RECORDED DATA —
----
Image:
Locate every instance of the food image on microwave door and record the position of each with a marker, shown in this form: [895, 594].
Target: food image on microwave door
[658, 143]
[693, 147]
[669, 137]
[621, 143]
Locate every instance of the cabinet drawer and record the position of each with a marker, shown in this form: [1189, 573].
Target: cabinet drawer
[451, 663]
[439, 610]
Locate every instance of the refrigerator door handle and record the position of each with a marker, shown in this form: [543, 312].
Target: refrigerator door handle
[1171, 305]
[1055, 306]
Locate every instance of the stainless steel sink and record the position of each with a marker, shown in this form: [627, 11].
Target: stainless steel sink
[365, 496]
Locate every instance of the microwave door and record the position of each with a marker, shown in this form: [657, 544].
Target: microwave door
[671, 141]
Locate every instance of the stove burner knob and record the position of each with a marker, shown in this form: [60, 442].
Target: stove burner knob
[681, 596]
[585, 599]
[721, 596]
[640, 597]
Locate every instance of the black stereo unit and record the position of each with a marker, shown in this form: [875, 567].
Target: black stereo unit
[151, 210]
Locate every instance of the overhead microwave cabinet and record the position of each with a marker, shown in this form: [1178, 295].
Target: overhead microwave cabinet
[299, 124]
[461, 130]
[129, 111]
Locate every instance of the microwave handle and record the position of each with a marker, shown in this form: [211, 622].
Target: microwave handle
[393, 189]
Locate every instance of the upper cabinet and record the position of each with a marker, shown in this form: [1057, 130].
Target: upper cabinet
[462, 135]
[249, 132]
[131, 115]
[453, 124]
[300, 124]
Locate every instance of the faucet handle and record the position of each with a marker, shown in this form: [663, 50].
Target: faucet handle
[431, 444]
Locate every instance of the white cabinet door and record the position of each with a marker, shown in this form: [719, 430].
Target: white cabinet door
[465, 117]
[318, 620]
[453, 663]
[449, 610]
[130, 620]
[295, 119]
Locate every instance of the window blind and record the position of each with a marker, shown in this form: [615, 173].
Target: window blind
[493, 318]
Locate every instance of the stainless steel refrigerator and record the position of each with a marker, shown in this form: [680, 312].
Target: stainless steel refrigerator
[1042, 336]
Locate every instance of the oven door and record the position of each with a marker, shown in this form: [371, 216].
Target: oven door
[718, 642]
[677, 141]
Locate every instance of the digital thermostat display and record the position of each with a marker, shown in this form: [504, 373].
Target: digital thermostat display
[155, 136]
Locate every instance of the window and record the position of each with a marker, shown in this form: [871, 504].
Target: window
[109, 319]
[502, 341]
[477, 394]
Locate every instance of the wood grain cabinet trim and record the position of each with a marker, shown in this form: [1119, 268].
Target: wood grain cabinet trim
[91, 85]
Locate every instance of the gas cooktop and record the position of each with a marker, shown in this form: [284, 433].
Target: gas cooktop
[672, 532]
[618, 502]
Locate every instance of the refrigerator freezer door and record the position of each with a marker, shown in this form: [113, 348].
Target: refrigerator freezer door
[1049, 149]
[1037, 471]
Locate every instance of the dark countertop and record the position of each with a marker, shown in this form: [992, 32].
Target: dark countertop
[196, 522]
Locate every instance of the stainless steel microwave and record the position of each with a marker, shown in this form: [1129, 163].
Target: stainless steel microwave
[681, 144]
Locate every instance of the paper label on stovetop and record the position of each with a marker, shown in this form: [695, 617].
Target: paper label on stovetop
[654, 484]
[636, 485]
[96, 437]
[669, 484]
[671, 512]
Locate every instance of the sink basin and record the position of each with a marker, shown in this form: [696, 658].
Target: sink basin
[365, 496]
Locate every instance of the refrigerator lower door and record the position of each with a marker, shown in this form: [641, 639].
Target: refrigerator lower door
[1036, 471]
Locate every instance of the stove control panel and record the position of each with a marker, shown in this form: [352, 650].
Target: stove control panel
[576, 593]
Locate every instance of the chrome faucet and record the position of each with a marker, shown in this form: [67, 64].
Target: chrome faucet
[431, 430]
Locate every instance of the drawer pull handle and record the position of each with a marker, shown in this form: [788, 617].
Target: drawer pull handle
----
DIRECTIVE — Copy all of the items above word for word, keeping every line the same.

ANSWER TO THE PROBLEM —
Image:
Locate every instance of the food image on microwave door and record the position of each with a marker, shown in this form: [895, 594].
Target: food image on microwave door
[658, 143]
[693, 147]
[669, 137]
[621, 143]
Locate every instance of the cabinet drawer and record the position of each with a marker, shown in this form: [1189, 573].
Target: cabinet drawer
[451, 663]
[439, 610]
Locate every instance of the refrigerator door handle and record the position of each with a marker, shown in this form: [543, 312].
Target: refrigerator door handle
[1171, 305]
[1055, 306]
Locate every instance of the stainless steel sink and record the position of each with a marker, shown in this form: [627, 11].
Target: stainless steel sink
[365, 496]
Locate every instance of the microwave door and record the position of each with a marker, shown in this form: [657, 544].
Target: microwave door
[671, 141]
Locate every instance of the stove burner knob and record the position of each with a marker, shown in this form: [60, 442].
Target: stove burner knob
[681, 596]
[585, 599]
[721, 596]
[640, 597]
Locate every instance of the black stereo unit and record the position of each with a marker, shown in this form: [875, 567].
Target: black stereo unit
[151, 210]
Locate every instance of the overhead microwave cabinet and record the position of each with a marker, shown in this form: [1178, 295].
Target: overhead microwave cabinet
[299, 124]
[461, 130]
[129, 111]
Locate every instance of the microwave handle and record the position of each with a marker, shown in this form: [211, 622].
Target: microwave handle
[393, 189]
Locate every instance of the upper cabinet and record the position of each with a marker, shown in this form: [1057, 130].
Target: upper cabinet
[462, 135]
[249, 132]
[131, 115]
[453, 124]
[300, 124]
Locate every instance of the faucet handle and record the position of each with a marker, shown in this form: [663, 50].
Target: faucet handle
[431, 444]
Locate every instance of the white cabinet door and record the position of each with a marker, shown in this form: [719, 430].
Target: white cabinet door
[465, 117]
[318, 620]
[453, 663]
[449, 610]
[130, 620]
[295, 119]
Locate every instance of the window blind and record the position of each with a marker, shown in this form: [615, 173].
Target: window blind
[493, 318]
Locate every instance of the stainless steel refrigerator and record the position of each with a marker, shown in this form: [680, 312].
Target: stainless steel refrigerator
[1042, 336]
Locate every instance of the oven door and record the position of each with a marker, shown in this form: [371, 216].
Target: oven door
[718, 642]
[677, 141]
Locate every instance of the digital thermostat display and record the position of each with a marker, shown in this form: [504, 373].
Target: digital thermostat display
[155, 136]
Locate every instance of the window and record the position of each with a marker, shown in this form: [871, 504].
Target: window
[109, 319]
[502, 341]
[477, 394]
Locate every instance of the wood grain cabinet trim and record the position of each with a marker, shown in this form: [1119, 268].
Target: wood grain cabinet trim
[91, 85]
Locate every instance of the gas cooktop and record the position of each with a marker, shown in this form: [284, 433].
Target: gas cooktop
[672, 532]
[618, 502]
Locate every instance of the refrigerator freezer door and record the position of each with a marker, shown in this form: [113, 348].
Target: refrigerator freezer door
[1049, 149]
[1037, 471]
Locate every instance of the dark countertop and record the position of each with a marker, shown in this form: [992, 32].
Target: dark countertop
[196, 522]
Locate every instance of the stainless steel microwave and record the position of each with a marker, shown in this form: [1129, 163].
Target: stainless steel microwave
[681, 144]
Locate every instance of the paper label on stovetop and record the position of each with a marker, shown in this form: [695, 617].
Target: paper label on stovetop
[654, 484]
[636, 485]
[96, 437]
[669, 484]
[671, 512]
Locate every instance of the sink basin and record the position of each with a marker, shown in this form: [696, 658].
Target: sink basin
[365, 496]
Locate every instance of the refrigerator lower door and record the position of each with a marker, shown in this form: [641, 639].
Target: refrigerator lower door
[1036, 471]
Locate every instance of the stove control panel and record the position of each with a marker, shown in this form: [352, 650].
Target: stove control panel
[576, 593]
Locate every instance of the chrome faucet and record the position of each with a marker, shown in this form: [67, 64].
Target: chrome faucet
[431, 430]
Locate every instance of the drawer pull handle and record the position of each with a marker, shown in this form: [788, 617].
Target: drawer pull handle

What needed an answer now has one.